Nature provides a free lunch, but only if we control our appetites.
~William Ruckelshaus, Business Week, 18 June 1990
When a man
throws an empty cigarette package from an automobile, he is liable to a
fine of $50. When a man throws a billboard across a view, he is richly
rewarded. ~Pat Brown, quoted in David Ogilvy, Ogilvy on Advertising,
1985
Because we don't think about future generations, they will never forget
us. ~Henrik Tikkanen
I'm not an
environmentalist. I'm an Earth warrior. ~Darryl Cherney, quoted in
Smithsonian, April 1990
I think the environment should be put in the category of our national
security. Defense of our resources is just as important as defense
abroad. Otherwise what is there to defend? ~Robert Redford, Yosemite
National Park dedication, 1985
Let us a
little permit Nature to take her own way; she better understands her own
affairs than we. ~Michel de Montaigne, translated
We never know the worth of water till the well is dry. ~Thomas Fuller,
Gnomologia, 1732
Your
grandchildren will likely find it incredible - or even sinful - that you
burned up a gallon of gasoline to fetch a pack of cigarettes! ~Paul
MacCready, Jr.
We do not inherit the earth from our ancestors, we borrow it from our
children. ~Native American Proverb
There are
no passengers on Spaceship Earth. We are all crew. ~Marshall McLuhan,
1964
Newspapers: dead trees with information smeared on them. ~Horizon,
"Electronic Frontier"
They kill
good trees to put out bad newspapers. ~James G. Watt, quoted in
Newsweek, 8 March 1982
I have no doubt that we will be successful in harnessing the sun's
energy.... If sunbeams were weapons of war, we would have had solar energy
centuries ago. ~Sir George Porter, quoted in The Observer, 26
August 1973
The use of
solar energy has not been opened up because the oil industry does not own
the sun. ~Ralph Nader, quoted in Linda Botts, ed., Loose Talk,
1980
We abuse land because we regard it as a commodity belonging to us. When
we see land as a community to which we belong, we may begin to use it with
love and respect. ~Aldo Leopold, A Sand County Almanac
The earth
we abuse and the living things we kill will, in the end, take their
revenge; for in exploiting their presence we are diminishing our future.

________________________________________

REQUIRED ACTION
Continue the collection of quotations about nature and the environment above from the point where it stops.

________________________________________

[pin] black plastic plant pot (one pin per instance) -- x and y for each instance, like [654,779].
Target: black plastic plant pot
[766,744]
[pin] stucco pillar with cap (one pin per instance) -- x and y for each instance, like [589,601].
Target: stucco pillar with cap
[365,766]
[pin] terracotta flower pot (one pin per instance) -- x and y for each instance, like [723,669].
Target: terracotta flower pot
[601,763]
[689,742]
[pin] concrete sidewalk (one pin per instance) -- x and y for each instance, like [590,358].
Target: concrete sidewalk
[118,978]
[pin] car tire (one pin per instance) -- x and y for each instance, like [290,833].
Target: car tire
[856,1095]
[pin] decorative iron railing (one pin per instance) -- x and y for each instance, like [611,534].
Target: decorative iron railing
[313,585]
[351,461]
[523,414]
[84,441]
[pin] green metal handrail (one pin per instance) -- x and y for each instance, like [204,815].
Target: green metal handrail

________________________________________

ANSWER TO THIS TASK
~Marya Mannes, More in Anger, 1958
The packaging for a microwavable "microwave" dinner is programmed for a
shelf life of maybe six months, a cook time of two minutes and a landfill
dead-time of centuries. ~David Wann, Buzzworm, November 1990
So bleak
is the picture... that the bulldozer and not the atomic bomb may turn out
to be the most destructive invention of the 20th century. ~Philip
Shabecoff, New York Times Magazine, 4 June 1978
Economic advance is not the same thing as human progress. ~John Clapham,
A Concise Economic History of Britain, 1957
And Man
created the plastic bag and the tin and aluminum can and the cellophane
wrapper and the paper plate, and this was good because Man could then take
his automobile and buy all his food in one place and He could save that
which was good to eat in the refrigerator and throw away that which had no
further use. And soon the earth was covered with plastic bags and
aluminum cans and paper plates and disposable bottles and there was
nowhere to sit down or walk, and Man shook his head and cried: "Look at
this Godawful mess." ~Art Buchwald, 1970
The problem is no longer that with every pair of hands that comes into the
world there comes a hungry stomach. Rather it is that, attached to those
hands are sharp elbows. ~Paul A. Samuelson, Newsweek, 12 June 1967
Suburbia
is where the developer bulldozes out the trees, then names the streets
after them. ~Bill Vaughn
For 200 years we've been conquering Nature. Now we're beating it to
death. ~Tom McMillan, quoted in Francesca Lyman, The Greenhouse Trap,
1990
If
civilization has risen from the Stone Age, it can rise again from the
Wastepaper Age. ~Jacques Barzun, The House of Intellect, 1959
I would feel more optimistic about a bright future for man if he spent
less time proving that he can outwit Nature and more time tasting her
sweetness and respecting her seniority. ~Elwyn Brooks White, Essays of
E.B. White, 1977
The
insufferable arrogance of human beings to think that Nature was made
solely for their benefit, as if it was conceivable that the sun had been
set afire merely to ripen men's apples and head their cabbages. ~Savinien
de Cyrano de Bergerac, États et empires de la lune, 1656
Such is the audacity of man, that he hath learned to counterfeit Nature,
yea, and is so bold as to challenge her in her work. ~Pliny the Elder,
The Natural History, translated by Philemon Holland
Oh
Beautiful for smoggy skies, insecticided grain,
For strip-mined mountain's majesty above the asphalt plain.
America, America, man sheds his waste on thee,
And hides the pines with billboard signs, from sea to oily sea.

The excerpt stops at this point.